Highlights of Recent Research on Atmospheric
USGCRP-sponsored research continues to advance understanding of
the causes, magnitude, and consequences of changes in stratospheric
ozone, UV radiation, and atmospheric chemistry. The FY96 edition of
Our Changing Planet included a summary of recent key findings.
Highlights of more recent findings follow:
- Atmospheric concentrations of ozone-depleting chemicals are starting
to decrease. Over the past few decades, global atmospheric
monitoring stations had reported the steady growth in the
concentrations of CFCs and other ozone-depleting chemicals. Recent
observations have not only shown a slowdown in growth, but also
are revealing, for the first time, decreasing concentrations. These
downward trends are the first observed atmospheric response to the
international agreements to halt production of these ozone-depleting
- Year-to-year changes in the stratospheric ozone layer have been
explained. Superimposed on the observed overall downward decadal
trends in the ozone layer are variations over periods of a few years.

# Written instruction 1
Report every line of the listing that contains the string "hair", treating uppercase and lowercase letters as different.
The ozone research passage and the listing after it come from unrelated sources.

Point labeling examples:
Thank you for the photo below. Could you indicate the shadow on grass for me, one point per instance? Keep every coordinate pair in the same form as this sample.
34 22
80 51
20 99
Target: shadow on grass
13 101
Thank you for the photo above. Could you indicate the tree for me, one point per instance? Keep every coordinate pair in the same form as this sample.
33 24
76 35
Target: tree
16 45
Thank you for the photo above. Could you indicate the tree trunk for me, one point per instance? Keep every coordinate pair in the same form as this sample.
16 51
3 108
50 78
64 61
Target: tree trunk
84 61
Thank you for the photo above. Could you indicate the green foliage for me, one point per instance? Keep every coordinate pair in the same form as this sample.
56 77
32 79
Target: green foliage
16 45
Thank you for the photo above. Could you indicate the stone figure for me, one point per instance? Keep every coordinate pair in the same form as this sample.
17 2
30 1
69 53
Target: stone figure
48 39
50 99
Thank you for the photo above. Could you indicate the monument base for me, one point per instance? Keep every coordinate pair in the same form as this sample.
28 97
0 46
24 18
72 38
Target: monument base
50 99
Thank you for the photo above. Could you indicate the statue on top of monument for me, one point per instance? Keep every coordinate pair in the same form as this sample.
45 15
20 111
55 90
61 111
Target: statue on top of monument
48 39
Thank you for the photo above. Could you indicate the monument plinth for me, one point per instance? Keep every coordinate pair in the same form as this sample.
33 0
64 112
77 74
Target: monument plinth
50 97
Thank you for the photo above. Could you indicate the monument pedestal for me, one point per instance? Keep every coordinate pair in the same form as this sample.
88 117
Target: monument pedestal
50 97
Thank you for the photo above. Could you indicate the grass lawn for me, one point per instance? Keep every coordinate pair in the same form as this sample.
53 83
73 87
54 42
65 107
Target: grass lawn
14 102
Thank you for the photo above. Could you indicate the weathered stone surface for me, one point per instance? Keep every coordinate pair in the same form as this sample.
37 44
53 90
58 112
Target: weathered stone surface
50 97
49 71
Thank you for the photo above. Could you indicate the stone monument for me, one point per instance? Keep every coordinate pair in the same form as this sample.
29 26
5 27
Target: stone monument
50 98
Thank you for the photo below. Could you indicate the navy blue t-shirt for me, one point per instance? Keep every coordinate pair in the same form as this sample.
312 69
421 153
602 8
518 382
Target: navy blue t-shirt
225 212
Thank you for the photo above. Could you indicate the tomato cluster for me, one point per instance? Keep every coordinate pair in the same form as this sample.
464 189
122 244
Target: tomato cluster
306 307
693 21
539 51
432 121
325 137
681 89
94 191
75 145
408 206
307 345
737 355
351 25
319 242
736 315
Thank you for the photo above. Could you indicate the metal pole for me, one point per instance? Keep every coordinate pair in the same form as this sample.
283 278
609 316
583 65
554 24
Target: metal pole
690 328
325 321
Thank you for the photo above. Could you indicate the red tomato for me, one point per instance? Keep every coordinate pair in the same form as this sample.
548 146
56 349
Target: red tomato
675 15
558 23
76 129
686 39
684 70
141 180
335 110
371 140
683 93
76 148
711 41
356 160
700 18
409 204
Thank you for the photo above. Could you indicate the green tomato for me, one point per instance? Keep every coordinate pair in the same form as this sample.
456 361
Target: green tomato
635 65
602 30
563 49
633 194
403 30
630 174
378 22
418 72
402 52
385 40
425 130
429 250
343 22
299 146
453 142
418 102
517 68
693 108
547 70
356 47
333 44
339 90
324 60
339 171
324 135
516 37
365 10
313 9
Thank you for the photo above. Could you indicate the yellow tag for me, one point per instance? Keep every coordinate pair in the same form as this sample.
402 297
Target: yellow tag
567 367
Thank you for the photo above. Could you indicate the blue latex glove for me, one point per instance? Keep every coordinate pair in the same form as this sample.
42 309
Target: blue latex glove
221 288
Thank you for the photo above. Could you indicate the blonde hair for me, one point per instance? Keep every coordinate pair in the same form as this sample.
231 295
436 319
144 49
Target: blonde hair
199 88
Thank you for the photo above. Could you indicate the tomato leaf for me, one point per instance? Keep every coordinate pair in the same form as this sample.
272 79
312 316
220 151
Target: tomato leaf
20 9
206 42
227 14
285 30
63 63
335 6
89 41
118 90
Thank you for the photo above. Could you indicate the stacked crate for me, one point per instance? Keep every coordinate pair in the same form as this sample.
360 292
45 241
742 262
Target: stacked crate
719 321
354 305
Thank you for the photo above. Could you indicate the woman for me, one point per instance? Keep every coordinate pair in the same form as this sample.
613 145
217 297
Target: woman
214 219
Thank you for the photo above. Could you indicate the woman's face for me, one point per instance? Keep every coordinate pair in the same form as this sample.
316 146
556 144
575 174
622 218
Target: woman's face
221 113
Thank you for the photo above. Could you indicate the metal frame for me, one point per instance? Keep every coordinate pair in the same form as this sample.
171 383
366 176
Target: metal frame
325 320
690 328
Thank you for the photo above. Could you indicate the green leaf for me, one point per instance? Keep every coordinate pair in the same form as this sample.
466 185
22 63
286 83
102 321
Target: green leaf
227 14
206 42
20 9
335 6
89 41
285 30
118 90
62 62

# Written instruction 2
Echo the portion of the ozone research passage that begins with the words containing "Highlights of Recent" and ends with "recent key findings.".

# Written solution 1
Thank you for the photo above. Could you indicate the blonde hair for me, one point per instance? Keep every coordinate pair in the same form as this sample.
Target: blonde hair

# Written solution 2
Highlights of Recent Research on Atmospheric
USGCRP-sponsored research continues to advance understanding of
the causes, magnitude, and consequences of changes in stratospheric
ozone, UV radiation, and atmospheric chemistry. The FY96 edition of
Our Changing Planet included a summary of recent key findings.